### Excerpt to read:
Segment Open

Does Eating Carbs At Night Affect Fat Loss?

Have you ever been lied to?

I know I have.

And I HATE liars.

One of the lies you’ve likely been told before, is that you shouldn’t eat carbs in the evening past 6pm.

It probably goes something like this…

If all you’re doing is sitting at home on the couch watching TV, and you plan on being inactive the rest of the night, you won’t need the carbs for energy, and thus they will just be stored as fat.

You’re better off consuming your carbs earlier in the day, so you have time to burn them off and use them for energy. This way they won’t be stored as fat.

On the surface, this logic kind of make sense, right?

WRONG.

This is completely ignoring the context of nutrition and metabolism as the bigger overall picture.

 

What You Need To Know

Fat loss is driven by a caloric deficit, in which you take in less calories than you burn.

And as long as that deficit is consistently in place, the timing in which you chose to consume your carbs is negligible.

Your body’s ability to gain or lose weight is mainly about what you eat and how muchNOT when you eat.

Your body is always in a state of storing, and burning energy. And it will use its required amount of energy throughout the course of a day regardless of the time it is being consumed.

The only time carbs actually contribute to fat gain is in the context of a calorie surplus. This means that if you eat too many carbs to the point where it causes you to take in more calories than you are burning, then you will gain fat.

Many people often eat at night out of boredom or other emotions, instead of hunger, and they end up consuming more calories than they need for the day.

This of course, can cause fat gain, but it isn’t because of the fact you’ve eaten carbs in the evening, it’s because you’ve consumed too many calories.

As long as you stay within your caloric range, you could have your largest serving of carbohydrates directly before bedtime, and it would not have any negative affect on fat loss.

The truth is, there is really no negative whatsoever to eating carbs, or any macro for that matter, at night.

The main factor will always be your overall intake as a whole before anything else.

Bread.

I actually prefer the majority of my carbs in the evening for 3 reasons:

1. They improve sleep quality (when eaten later in the evening)

Carbs trigger the release of serotonin, a neurotransmitter that boosts mood, relaxation and quality of sleep.

2. They help fuel training performance the next day.

Segment Closed

### Data section:
Segment Open

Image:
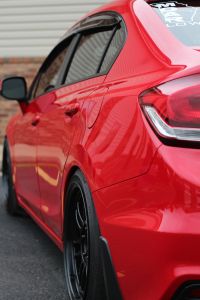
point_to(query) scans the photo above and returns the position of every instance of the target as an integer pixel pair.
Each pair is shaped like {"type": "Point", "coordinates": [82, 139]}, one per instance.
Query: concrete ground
{"type": "Point", "coordinates": [31, 266]}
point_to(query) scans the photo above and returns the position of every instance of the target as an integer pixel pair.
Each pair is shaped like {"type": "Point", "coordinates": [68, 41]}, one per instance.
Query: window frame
{"type": "Point", "coordinates": [92, 24]}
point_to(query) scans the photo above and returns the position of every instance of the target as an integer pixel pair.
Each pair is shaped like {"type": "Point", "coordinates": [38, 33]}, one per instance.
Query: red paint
{"type": "Point", "coordinates": [146, 194]}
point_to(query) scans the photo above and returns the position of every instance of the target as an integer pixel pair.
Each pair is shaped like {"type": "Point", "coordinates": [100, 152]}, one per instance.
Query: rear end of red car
{"type": "Point", "coordinates": [156, 233]}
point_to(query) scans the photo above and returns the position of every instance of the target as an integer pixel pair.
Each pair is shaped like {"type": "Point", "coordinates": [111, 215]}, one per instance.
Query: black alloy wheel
{"type": "Point", "coordinates": [82, 260]}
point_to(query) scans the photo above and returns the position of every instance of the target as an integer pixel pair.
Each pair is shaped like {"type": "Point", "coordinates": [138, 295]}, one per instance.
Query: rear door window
{"type": "Point", "coordinates": [88, 56]}
{"type": "Point", "coordinates": [182, 19]}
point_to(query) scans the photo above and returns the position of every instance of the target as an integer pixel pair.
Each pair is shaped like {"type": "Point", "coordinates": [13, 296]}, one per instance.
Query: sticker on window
{"type": "Point", "coordinates": [182, 19]}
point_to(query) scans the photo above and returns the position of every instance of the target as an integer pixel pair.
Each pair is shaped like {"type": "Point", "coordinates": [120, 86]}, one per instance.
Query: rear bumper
{"type": "Point", "coordinates": [152, 225]}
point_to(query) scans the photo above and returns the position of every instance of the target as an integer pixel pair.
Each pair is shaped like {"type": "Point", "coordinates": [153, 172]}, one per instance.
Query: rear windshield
{"type": "Point", "coordinates": [182, 19]}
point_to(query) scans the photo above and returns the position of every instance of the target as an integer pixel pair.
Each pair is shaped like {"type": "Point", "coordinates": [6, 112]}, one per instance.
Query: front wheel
{"type": "Point", "coordinates": [82, 260]}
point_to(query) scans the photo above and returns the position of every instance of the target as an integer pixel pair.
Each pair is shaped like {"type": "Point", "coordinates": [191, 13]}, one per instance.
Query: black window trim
{"type": "Point", "coordinates": [76, 33]}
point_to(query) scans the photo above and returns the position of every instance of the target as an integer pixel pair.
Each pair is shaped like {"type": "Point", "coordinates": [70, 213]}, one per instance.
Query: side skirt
{"type": "Point", "coordinates": [110, 279]}
{"type": "Point", "coordinates": [42, 225]}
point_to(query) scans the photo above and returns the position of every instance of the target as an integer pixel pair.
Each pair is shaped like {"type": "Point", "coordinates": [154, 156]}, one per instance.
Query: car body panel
{"type": "Point", "coordinates": [146, 194]}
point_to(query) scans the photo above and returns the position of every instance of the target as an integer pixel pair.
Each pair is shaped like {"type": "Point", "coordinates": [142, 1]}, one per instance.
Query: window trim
{"type": "Point", "coordinates": [72, 34]}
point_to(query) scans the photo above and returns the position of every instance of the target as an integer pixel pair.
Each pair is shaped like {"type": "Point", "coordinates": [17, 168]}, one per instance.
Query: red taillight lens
{"type": "Point", "coordinates": [173, 108]}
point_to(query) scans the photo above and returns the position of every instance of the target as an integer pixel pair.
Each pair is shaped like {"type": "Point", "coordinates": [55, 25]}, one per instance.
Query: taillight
{"type": "Point", "coordinates": [173, 109]}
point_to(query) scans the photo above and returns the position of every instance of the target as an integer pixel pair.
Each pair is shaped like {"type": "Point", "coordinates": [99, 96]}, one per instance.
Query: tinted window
{"type": "Point", "coordinates": [113, 50]}
{"type": "Point", "coordinates": [182, 18]}
{"type": "Point", "coordinates": [88, 56]}
{"type": "Point", "coordinates": [49, 76]}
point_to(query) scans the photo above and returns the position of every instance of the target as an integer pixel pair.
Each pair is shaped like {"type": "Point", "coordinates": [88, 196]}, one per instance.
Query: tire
{"type": "Point", "coordinates": [82, 258]}
{"type": "Point", "coordinates": [8, 185]}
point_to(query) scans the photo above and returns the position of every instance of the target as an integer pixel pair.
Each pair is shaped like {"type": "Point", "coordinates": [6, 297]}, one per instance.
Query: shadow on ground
{"type": "Point", "coordinates": [31, 267]}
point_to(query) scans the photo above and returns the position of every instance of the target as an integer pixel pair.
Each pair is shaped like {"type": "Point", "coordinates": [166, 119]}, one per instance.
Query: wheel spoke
{"type": "Point", "coordinates": [79, 219]}
{"type": "Point", "coordinates": [79, 245]}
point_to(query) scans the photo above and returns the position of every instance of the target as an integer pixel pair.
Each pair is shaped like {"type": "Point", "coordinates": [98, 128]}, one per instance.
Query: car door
{"type": "Point", "coordinates": [62, 118]}
{"type": "Point", "coordinates": [26, 134]}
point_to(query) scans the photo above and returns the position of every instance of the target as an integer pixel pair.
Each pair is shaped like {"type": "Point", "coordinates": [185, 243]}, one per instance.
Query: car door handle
{"type": "Point", "coordinates": [35, 121]}
{"type": "Point", "coordinates": [72, 109]}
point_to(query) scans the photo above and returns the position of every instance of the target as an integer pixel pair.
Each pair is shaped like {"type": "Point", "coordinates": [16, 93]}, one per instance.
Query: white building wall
{"type": "Point", "coordinates": [32, 27]}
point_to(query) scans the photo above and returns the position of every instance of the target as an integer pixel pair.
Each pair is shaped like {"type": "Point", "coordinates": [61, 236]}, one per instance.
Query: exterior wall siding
{"type": "Point", "coordinates": [29, 29]}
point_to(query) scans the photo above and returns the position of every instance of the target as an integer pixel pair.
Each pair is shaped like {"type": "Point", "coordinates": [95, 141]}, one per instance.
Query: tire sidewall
{"type": "Point", "coordinates": [94, 233]}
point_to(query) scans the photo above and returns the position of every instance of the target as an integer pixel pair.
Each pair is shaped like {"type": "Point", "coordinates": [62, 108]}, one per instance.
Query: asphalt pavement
{"type": "Point", "coordinates": [31, 266]}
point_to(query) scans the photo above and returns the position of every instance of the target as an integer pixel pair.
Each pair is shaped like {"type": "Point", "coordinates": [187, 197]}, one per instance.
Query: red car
{"type": "Point", "coordinates": [105, 155]}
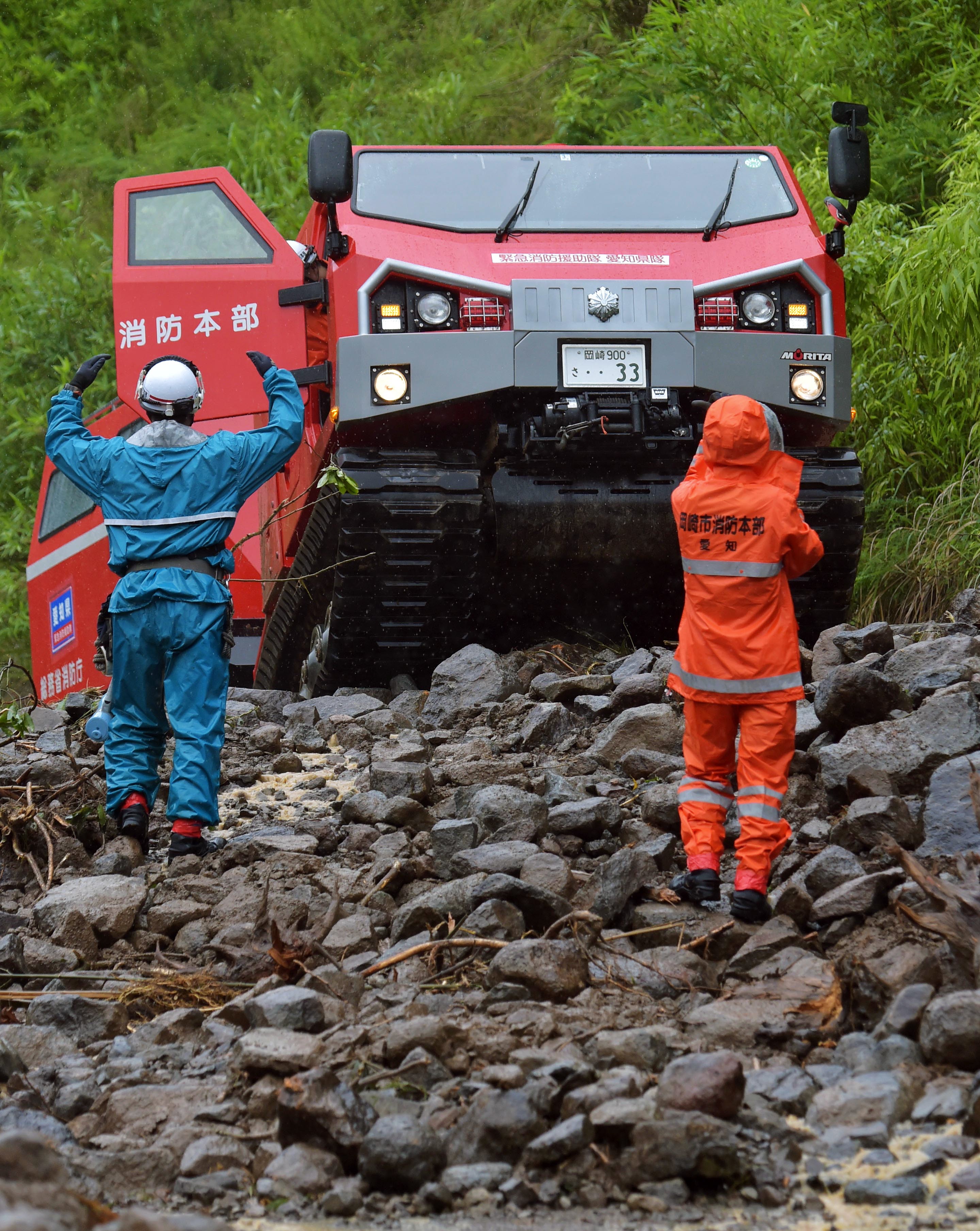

Segment Closed

### Problems to work on:
1. According to the article on eating carbs at night, what does serotonin boost? List each thing.
2. Carry on the article on eating carbs at night from the point where it stops.

### Results for the exercise:
1. Mood, relaxation, and quality of sleep.

2.
Think of your muscle’s fuel stores (glycogen stores) like a gas tank in your car – when they are low, you want to replenish them with more fuel (via carbohydrate intake) to make sure you don’t run out of gas.

If you train in the morning, you probably don’t have have the time, or the desire to eat a big meal directly beforehand. So it’s especially important to make sure you’re fueled up the night before. Because when it comes time to train the next morning, you want the tank to be full, so you can tap into the stored energy and maximize your performance in the gym.

3. They make for more enjoyable meals in the evening.

Whether you are hanging out with family or friends, dining out with your significant other, or attending some other social function, food is often a significant part of the experience.

And typically, a lot of these events take place in the evening.

If you structure a larger portion of your allotted calories and carbohydrates for the day in the evening, you can enjoy much more awesome meals in these situations.

 

The Bottom Line

As long as your overall energy balance is being properly managed, consuming your carbs at night will have absolutely no negative effect on fat loss.

To start, figure out your daily nutritional requirements for fat loss – protein, carb, and fat intake.


Read: How To Set Up A Diet For Fat Loss


Then simply focus on hitting your nutritional targets each day, staying within your caloric range.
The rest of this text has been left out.